*** Dataset entries Section Begins ***

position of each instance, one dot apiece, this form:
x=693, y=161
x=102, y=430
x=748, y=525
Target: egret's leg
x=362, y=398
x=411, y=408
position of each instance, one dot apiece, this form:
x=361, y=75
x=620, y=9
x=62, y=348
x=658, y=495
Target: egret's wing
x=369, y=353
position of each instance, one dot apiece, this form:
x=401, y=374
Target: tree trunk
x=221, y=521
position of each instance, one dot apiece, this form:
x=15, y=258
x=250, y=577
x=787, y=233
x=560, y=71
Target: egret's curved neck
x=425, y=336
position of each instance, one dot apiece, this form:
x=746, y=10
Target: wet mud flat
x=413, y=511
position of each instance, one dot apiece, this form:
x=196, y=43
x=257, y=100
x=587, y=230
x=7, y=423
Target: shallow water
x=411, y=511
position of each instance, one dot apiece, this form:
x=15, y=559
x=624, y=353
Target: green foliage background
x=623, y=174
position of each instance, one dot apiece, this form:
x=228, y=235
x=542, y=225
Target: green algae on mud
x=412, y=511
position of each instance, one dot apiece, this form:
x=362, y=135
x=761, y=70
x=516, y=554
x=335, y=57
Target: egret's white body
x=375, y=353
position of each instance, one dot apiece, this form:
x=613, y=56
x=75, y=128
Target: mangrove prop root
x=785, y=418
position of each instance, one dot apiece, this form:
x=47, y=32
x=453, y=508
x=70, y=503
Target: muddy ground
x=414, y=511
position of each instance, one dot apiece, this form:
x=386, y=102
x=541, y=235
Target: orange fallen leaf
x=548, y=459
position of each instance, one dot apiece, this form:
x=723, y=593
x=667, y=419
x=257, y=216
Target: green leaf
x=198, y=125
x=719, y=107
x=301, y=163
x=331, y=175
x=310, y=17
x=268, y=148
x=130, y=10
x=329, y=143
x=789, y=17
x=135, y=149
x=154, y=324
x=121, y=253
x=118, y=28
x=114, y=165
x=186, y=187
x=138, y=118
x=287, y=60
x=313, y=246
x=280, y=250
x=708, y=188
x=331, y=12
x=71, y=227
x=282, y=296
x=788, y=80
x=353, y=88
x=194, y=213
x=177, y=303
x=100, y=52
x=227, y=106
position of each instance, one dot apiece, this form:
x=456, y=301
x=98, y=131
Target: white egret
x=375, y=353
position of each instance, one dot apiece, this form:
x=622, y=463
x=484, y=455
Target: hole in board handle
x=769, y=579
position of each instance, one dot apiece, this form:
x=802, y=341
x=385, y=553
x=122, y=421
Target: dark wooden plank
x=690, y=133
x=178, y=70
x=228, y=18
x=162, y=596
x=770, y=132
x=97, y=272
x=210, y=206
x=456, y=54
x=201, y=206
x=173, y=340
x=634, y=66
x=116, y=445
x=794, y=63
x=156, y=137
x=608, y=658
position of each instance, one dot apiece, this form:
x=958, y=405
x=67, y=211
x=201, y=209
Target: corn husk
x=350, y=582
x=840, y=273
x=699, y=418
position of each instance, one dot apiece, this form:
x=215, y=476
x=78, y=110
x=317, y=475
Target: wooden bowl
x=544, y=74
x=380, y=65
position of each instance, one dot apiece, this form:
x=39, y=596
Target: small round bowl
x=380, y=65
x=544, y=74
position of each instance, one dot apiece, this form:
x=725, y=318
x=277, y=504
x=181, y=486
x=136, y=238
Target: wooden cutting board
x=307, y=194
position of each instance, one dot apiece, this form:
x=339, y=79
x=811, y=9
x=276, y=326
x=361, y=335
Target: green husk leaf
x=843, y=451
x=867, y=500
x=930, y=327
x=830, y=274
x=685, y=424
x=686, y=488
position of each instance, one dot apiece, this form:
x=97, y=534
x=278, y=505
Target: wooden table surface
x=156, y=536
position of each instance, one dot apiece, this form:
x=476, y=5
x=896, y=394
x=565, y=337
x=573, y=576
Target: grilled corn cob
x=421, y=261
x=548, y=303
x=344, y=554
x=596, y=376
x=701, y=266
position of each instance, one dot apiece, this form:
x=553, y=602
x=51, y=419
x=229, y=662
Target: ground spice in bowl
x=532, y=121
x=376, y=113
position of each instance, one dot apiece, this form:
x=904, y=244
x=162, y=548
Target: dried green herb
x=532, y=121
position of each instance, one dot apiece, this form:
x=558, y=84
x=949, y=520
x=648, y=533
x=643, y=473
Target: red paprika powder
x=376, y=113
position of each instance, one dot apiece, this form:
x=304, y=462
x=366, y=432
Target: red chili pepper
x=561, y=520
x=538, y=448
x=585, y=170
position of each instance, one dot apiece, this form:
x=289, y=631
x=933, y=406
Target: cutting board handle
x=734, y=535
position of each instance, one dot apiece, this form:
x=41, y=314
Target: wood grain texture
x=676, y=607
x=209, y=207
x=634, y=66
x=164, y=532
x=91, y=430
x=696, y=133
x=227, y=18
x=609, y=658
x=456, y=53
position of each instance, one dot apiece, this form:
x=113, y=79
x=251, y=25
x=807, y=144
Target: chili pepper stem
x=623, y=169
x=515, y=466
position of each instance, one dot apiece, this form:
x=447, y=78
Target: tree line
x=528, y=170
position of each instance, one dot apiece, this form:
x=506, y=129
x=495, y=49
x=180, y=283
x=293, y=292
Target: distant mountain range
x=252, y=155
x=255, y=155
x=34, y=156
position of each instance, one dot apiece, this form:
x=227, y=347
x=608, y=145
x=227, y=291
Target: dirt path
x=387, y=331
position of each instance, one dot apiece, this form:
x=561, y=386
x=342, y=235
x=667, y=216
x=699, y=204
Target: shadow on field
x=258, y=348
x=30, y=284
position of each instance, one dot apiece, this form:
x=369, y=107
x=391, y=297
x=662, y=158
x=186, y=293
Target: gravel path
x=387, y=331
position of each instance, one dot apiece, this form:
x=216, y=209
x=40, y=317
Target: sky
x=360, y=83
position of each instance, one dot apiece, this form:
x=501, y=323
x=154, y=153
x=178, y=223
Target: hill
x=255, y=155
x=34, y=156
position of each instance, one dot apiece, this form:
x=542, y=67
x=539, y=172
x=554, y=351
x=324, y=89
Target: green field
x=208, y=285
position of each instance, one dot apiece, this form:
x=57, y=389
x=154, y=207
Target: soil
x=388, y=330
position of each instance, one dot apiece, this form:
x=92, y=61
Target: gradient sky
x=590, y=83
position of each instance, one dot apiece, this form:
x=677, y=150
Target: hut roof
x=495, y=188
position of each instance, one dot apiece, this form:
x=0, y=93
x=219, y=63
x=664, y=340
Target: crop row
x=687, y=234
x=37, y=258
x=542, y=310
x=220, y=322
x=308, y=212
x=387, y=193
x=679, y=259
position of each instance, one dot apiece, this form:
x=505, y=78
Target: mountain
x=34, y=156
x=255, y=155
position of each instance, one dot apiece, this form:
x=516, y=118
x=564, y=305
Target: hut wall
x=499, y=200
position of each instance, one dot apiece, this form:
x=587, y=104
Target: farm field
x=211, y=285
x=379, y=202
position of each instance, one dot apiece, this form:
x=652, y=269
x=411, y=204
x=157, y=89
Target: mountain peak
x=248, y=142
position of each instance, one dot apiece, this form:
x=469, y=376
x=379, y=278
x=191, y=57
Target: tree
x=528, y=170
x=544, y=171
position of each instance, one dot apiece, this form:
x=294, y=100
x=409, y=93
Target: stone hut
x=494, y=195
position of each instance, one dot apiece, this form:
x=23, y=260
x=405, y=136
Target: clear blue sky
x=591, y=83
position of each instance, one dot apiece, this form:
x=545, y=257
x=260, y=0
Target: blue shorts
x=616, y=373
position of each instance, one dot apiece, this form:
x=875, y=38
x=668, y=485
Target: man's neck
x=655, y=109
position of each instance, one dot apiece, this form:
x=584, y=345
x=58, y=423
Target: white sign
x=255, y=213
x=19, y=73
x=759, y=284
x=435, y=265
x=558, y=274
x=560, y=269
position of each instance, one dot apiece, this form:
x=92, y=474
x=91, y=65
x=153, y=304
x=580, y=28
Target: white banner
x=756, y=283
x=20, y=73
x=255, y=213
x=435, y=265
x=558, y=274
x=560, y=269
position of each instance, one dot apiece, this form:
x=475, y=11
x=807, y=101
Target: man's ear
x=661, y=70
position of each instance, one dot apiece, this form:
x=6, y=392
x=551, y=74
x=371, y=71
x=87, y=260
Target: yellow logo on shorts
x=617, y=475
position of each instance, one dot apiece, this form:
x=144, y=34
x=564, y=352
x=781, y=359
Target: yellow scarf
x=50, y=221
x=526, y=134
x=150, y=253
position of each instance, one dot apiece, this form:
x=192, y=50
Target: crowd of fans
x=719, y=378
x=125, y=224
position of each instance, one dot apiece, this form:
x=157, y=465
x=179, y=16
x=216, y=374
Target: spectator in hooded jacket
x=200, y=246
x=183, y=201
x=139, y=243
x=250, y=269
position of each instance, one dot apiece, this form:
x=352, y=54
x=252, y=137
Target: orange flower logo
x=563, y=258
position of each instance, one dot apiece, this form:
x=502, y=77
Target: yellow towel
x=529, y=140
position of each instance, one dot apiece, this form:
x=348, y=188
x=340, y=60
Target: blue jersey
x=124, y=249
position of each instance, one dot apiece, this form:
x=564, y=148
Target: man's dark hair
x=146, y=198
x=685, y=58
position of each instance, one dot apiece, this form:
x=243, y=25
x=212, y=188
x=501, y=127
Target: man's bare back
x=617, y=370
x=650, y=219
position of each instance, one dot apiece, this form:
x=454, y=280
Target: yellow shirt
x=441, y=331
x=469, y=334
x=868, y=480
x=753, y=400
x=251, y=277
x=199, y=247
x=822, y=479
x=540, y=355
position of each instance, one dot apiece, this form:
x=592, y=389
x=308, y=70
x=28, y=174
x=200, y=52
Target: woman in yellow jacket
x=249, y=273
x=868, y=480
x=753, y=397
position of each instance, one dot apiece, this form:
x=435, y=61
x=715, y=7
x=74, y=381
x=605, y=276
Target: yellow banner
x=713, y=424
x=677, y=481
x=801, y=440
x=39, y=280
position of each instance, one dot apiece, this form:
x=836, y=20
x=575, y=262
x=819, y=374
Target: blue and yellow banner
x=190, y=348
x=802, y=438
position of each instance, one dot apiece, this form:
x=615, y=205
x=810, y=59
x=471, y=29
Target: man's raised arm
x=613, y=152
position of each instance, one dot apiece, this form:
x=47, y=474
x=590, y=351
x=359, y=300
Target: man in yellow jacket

*** Dataset entries Section Ends ***

Please give an exact copy of the entries above, from the line with "Target: corn husk" down to the line with "x=41, y=314", inclusive, and nothing else.

__Exercise response__:
Target: corn husk
x=350, y=582
x=840, y=273
x=699, y=418
position of each instance, one dot apiece, this form:
x=215, y=476
x=78, y=110
x=317, y=475
Target: wooden bowl
x=544, y=74
x=380, y=65
position of each instance, one dot apiece, this form:
x=39, y=596
Target: small round bowl
x=380, y=65
x=544, y=74
position of each instance, one dot apiece, this form:
x=725, y=318
x=277, y=504
x=181, y=486
x=136, y=238
Target: wooden cutting board
x=307, y=194
position of each instance, one dot apiece, this form:
x=339, y=79
x=811, y=9
x=276, y=326
x=361, y=335
Target: green husk leaf
x=843, y=451
x=867, y=500
x=930, y=327
x=830, y=274
x=685, y=424
x=686, y=488
position of each instance, one dot apiece, this form:
x=97, y=534
x=278, y=505
Target: wooden table surface
x=156, y=536
position of each instance, one dot apiece, this form:
x=476, y=5
x=896, y=394
x=565, y=337
x=573, y=576
Target: grilled corn cob
x=421, y=261
x=548, y=303
x=344, y=554
x=596, y=376
x=701, y=266
position of each instance, one dot apiece, this form:
x=553, y=602
x=51, y=419
x=229, y=662
Target: ground spice in bowl
x=532, y=121
x=376, y=113
position of each instance, one dot apiece, this form:
x=904, y=244
x=162, y=548
Target: dried green herb
x=532, y=121
position of each instance, one dot apiece, this form:
x=558, y=84
x=949, y=520
x=648, y=533
x=643, y=473
Target: red paprika powder
x=376, y=113
position of each instance, one dot apiece, this form:
x=304, y=462
x=366, y=432
Target: red chili pepper
x=561, y=520
x=538, y=448
x=585, y=170
position of each instance, one dot apiece, this form:
x=289, y=631
x=933, y=406
Target: cutting board handle
x=734, y=535
position of each instance, one dot apiece, this form:
x=41, y=314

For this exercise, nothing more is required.